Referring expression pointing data
[Start of section]

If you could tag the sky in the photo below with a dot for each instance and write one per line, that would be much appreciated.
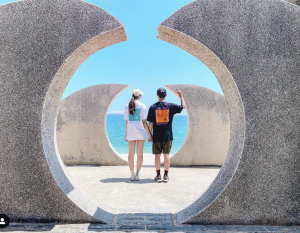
(143, 61)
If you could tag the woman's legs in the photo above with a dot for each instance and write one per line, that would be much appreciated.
(140, 148)
(131, 146)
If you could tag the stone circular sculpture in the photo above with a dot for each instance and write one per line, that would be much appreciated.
(252, 46)
(42, 44)
(81, 126)
(258, 42)
(208, 133)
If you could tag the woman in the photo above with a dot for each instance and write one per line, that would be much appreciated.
(135, 115)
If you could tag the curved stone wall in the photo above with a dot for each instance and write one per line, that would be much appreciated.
(81, 126)
(208, 133)
(258, 42)
(42, 44)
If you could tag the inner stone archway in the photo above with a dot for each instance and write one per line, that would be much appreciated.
(248, 37)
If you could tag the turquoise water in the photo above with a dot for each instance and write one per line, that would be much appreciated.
(115, 126)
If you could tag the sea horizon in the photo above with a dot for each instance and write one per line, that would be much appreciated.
(115, 126)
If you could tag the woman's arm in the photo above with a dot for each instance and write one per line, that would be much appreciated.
(148, 130)
(126, 130)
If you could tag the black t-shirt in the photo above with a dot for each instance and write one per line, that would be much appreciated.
(161, 114)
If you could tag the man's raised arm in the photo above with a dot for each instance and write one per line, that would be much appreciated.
(181, 98)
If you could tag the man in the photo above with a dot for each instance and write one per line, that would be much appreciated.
(160, 117)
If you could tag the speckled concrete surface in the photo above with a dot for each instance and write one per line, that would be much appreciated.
(258, 42)
(296, 2)
(37, 39)
(81, 126)
(110, 185)
(208, 133)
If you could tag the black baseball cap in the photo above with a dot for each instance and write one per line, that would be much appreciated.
(161, 92)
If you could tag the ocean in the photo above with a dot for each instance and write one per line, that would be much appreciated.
(115, 126)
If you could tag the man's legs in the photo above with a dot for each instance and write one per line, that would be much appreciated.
(157, 162)
(167, 166)
(167, 162)
(157, 149)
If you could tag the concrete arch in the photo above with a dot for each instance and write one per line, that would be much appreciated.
(81, 126)
(37, 62)
(208, 132)
(245, 44)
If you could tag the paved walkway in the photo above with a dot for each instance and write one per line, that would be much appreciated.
(143, 223)
(110, 185)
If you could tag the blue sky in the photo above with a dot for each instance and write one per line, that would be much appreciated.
(143, 62)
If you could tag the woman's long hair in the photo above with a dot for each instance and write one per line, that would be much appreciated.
(131, 105)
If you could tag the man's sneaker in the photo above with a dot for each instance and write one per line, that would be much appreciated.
(157, 178)
(166, 178)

[End of section]

**Work to be completed:** Copy out the entries exactly. No pictures.

**Exercise result:**
If you could tag the sky in the photo below with a dot for each instance and write one per line, that would be much appreciated.
(143, 61)
If you could tag the woman's legs in the photo above with a dot for each instance and write one per line, that would be much appreciated.
(140, 148)
(131, 146)
If you could tag the stone circular sculpture in the photo above with a dot for each instance and write one per line, that would be much appreciated.
(252, 46)
(42, 44)
(81, 126)
(258, 42)
(208, 133)
If you could tag the woman in the photo above with a dot for each instance and write one per line, that would be much appreciated.
(135, 115)
If you could tag the curved stone wall in the photo above with a dot for each instance and write one per line, that would be much appreciated.
(81, 126)
(208, 133)
(258, 42)
(42, 44)
If you could tag the inner stone archway in the photo above with a dot for each instance and write one per line, that would be much appreciated.
(248, 37)
If you could tag the turquoise water in the photo above with a dot for each instance and write one per line, that would be much appreciated.
(115, 126)
If you could tag the sea horizon in the photo above with a dot for each instance and write one per line, that would be much appreciated.
(115, 126)
If you could tag the woman's arm in the photo above with a dot for each instance and write one per line, that would be much appreciated.
(148, 130)
(126, 130)
If you could tag the black t-shirt in the photo above with a dot for each instance and write one per line, that would be much appreciated.
(161, 114)
If you could tag the man's raised arm in the photo above with a dot for each instance and write one per line, that would be much appreciated.
(181, 98)
If you could tag the man in the photo above with a dot for each instance and write one per line, that would be much appreciated.
(160, 117)
If you could tag the speckled concrete surface in the photo above with a dot for each instance and write one per line, that would be much appreciated.
(258, 42)
(296, 2)
(37, 39)
(81, 126)
(110, 185)
(208, 133)
If you could tag the black baseball cap in the photo above with a dot for each instance and write one per line, that would be much appreciated.
(161, 92)
If you could tag the ocean in the photo above with a dot for each instance and write one per line, that would be much appreciated.
(115, 126)
If you could tag the man's legs in the photo above with a dot for each instance and write one per line, that would be much appreciated.
(157, 162)
(167, 166)
(167, 162)
(157, 149)
If you could tag the concrete arch in the photo above with a dot for each instance and write one per line, that would be much appreciated.
(81, 126)
(37, 62)
(208, 132)
(245, 44)
If you could tag the paved walkway in the photo above with a dot for each instance and write one per line, that would be much appreciated.
(143, 223)
(110, 185)
If you could tag the blue sky in the photo above with a dot for each instance and write one per line, that would be much appreciated.
(143, 62)
If you could tag the woman's long hair in the photo above with a dot for each instance and write one per line, that would be much appreciated.
(131, 105)
If you could tag the man's sneaker in the photo above with a dot for each instance and write one per line, that would be much appreciated.
(157, 178)
(166, 178)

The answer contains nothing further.